VORLIEGENDER TEXT →
# Pokerbot



## artart (24. August 2007)

Hi,
ich hab jetzt Semesterferien und will meine 'Javawissen' etwas erweitern bzw. in die Praxis umsetzen. Naja lange Rede kurzer Sinn: wie der Titel schon sagt geht es um einen Pokerbot für Full Tilt Poker (oder andere Pokerprogramme). Ich hab ja auch schon fleissig UML-Diagramme gemalt angefangen die KI zu implementieren.
Was mir jetzt fehlt ist die Interaktion zw. Pokersoftware und Javaprog. Dabei soll der Bot aus dem Pokerprog die Log lesen (und dementsprechend reagieren). Meine frage ist jetzt, wie bekomme ich den Textstream (also die Log) aus der Pokersoft in meine Javaklasse herein

Mir würden n paar Stichpunke reichen bzw. wo, oder nach was ich da suchen muss, da ich jetzt nach ner guten Stunden googeln immer noch keine richtige Idee habe.

Dank im Vorraus
gruss art


----------



## Andron (24. August 2007)

Hi,
ich habe zwar nicht so richtig verstanden, was du machen möchtest, aber..

Ich habe vor kurzem einen kleinen Bot für ein Browsergame programmiert.
Da ist die ganze Sache sehr einfach.

Man kann auf den Response-Objekt zugreifen und alle HTML-Formulare auslesen.

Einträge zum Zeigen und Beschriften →
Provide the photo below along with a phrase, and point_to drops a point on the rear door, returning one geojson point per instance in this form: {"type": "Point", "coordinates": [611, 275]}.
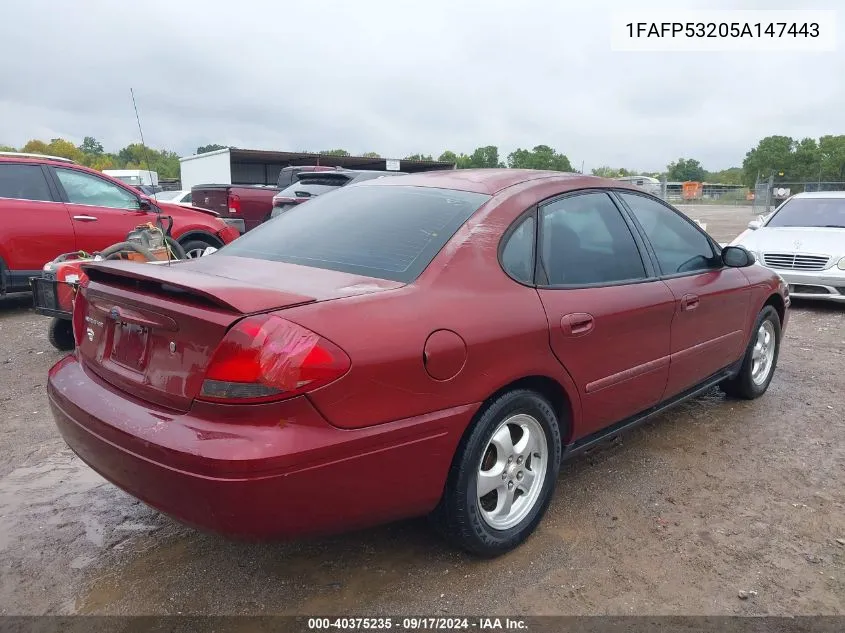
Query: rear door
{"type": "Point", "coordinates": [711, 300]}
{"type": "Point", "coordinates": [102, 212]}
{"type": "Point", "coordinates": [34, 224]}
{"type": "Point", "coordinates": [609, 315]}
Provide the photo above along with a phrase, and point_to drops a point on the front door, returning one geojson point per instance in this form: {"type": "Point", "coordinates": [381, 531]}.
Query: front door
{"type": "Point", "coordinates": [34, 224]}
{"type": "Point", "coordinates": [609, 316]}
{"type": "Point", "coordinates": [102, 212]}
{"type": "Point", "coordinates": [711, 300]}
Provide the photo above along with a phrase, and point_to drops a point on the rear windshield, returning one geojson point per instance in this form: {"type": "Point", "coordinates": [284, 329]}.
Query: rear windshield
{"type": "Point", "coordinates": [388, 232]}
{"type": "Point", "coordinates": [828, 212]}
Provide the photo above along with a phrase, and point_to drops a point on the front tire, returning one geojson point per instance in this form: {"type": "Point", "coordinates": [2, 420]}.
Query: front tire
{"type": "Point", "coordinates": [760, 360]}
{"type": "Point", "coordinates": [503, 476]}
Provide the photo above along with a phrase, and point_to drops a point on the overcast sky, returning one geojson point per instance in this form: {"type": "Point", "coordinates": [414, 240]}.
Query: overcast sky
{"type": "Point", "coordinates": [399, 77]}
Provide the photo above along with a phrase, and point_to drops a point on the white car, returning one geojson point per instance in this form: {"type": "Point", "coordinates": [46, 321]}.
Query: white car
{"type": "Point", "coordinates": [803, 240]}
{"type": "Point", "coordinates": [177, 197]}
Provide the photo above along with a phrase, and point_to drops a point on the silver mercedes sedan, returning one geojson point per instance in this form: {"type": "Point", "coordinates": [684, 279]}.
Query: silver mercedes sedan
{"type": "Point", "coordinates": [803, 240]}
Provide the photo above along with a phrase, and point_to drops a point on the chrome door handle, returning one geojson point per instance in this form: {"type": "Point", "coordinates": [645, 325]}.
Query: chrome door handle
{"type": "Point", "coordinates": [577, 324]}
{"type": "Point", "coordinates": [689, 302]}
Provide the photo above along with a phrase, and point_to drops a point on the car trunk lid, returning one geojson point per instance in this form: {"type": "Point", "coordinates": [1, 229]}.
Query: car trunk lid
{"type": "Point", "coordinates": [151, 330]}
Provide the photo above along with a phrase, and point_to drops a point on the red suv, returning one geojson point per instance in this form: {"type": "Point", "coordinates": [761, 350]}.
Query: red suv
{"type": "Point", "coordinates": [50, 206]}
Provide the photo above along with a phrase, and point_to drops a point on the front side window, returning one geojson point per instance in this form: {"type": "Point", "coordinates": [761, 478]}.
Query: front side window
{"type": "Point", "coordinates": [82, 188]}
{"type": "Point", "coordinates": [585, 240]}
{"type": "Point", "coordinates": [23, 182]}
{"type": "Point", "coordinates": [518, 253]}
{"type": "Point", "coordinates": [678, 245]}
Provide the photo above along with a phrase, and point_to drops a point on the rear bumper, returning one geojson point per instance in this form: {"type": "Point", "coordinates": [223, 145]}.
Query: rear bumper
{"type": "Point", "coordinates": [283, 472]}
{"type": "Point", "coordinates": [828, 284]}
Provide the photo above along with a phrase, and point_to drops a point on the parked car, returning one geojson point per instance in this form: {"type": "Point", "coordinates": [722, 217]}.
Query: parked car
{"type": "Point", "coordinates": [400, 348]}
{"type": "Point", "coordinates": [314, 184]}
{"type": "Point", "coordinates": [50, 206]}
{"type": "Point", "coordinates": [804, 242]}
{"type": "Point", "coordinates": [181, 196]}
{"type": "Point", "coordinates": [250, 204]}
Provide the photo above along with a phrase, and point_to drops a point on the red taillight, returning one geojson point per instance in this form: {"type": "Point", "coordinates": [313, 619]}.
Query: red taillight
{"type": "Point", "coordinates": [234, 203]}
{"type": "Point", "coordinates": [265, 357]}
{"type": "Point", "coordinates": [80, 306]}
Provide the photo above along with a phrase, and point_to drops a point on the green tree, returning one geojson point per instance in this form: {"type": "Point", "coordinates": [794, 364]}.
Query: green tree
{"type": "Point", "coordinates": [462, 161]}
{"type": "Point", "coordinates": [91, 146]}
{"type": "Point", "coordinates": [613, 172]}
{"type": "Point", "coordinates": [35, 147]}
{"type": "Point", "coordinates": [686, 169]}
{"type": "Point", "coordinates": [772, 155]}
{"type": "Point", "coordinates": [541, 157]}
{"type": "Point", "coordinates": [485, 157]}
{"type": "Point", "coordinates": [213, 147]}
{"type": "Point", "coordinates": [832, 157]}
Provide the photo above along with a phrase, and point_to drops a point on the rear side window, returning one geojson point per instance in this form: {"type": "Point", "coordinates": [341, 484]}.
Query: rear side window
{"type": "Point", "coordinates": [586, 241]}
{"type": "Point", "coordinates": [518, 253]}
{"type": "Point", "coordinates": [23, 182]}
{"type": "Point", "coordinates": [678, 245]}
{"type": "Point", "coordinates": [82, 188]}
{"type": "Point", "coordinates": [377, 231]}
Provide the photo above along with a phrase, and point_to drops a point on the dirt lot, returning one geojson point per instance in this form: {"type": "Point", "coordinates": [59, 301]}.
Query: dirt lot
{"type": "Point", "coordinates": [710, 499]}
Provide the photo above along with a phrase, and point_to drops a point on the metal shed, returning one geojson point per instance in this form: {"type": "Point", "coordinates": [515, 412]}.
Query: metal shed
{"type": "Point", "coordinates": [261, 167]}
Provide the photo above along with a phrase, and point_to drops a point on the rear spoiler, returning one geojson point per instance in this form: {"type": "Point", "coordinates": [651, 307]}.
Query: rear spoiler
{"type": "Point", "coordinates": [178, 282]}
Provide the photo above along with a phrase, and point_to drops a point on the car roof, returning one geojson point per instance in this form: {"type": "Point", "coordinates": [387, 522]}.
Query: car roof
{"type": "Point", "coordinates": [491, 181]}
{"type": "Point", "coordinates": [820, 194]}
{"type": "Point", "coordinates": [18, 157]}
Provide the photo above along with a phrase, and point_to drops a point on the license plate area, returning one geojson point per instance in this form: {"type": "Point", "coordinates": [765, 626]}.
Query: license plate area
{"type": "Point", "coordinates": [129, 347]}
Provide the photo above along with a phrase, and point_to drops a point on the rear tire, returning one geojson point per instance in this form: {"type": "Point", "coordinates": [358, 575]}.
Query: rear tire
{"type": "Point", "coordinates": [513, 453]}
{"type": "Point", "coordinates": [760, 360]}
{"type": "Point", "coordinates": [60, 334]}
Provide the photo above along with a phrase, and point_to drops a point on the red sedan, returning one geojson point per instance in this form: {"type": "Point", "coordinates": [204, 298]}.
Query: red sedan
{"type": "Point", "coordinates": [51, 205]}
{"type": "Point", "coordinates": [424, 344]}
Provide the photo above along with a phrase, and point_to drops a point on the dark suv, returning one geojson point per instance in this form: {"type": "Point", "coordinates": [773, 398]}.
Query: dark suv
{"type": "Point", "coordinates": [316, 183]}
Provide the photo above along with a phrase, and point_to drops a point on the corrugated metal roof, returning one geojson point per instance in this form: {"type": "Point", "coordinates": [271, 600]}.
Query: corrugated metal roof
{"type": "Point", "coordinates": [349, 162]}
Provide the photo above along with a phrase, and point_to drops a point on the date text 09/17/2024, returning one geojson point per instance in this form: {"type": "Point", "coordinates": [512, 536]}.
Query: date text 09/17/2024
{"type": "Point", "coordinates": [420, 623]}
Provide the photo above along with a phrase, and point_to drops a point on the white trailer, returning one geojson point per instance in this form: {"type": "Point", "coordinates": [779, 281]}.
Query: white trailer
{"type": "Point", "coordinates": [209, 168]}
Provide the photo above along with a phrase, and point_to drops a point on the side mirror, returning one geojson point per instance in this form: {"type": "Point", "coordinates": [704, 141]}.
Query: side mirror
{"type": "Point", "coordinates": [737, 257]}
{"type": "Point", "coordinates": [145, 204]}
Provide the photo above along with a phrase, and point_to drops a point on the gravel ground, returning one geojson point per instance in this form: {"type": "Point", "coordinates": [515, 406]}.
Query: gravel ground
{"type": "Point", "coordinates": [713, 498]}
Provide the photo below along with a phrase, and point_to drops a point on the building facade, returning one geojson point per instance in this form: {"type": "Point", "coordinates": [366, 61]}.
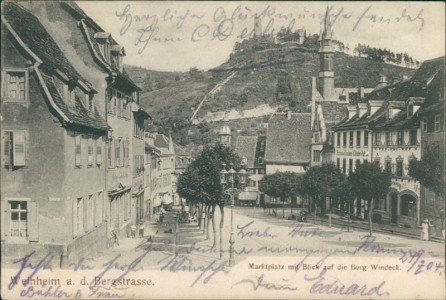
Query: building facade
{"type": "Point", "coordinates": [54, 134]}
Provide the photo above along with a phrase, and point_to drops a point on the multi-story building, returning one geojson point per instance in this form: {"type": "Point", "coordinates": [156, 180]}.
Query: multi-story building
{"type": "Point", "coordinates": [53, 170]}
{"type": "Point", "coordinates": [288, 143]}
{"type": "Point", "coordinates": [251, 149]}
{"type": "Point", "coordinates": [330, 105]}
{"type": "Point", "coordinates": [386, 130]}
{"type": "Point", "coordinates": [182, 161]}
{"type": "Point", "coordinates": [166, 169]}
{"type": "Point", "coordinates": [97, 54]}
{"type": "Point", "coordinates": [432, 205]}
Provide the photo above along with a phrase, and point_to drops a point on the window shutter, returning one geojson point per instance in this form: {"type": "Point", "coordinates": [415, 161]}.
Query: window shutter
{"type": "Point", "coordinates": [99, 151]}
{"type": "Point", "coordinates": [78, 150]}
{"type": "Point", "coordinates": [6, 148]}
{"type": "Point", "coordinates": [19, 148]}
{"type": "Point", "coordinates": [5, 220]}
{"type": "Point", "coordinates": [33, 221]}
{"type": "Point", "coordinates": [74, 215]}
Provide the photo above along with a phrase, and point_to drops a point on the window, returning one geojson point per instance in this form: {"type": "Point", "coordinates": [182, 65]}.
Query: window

ANGABEN ZUR AUFGABE → Gib in einem Satz an, wofür Andron im Forumsthread zum Pokerbot vor Kurzem einen kleinen Bot programmiert hat. Die Zeilen werden für die Bearbeitung nicht benötigt.

LÖSUNG DER AUFGABE → Andron hat vor Kurzem einen kleinen Bot für ein Browsergame programmiert.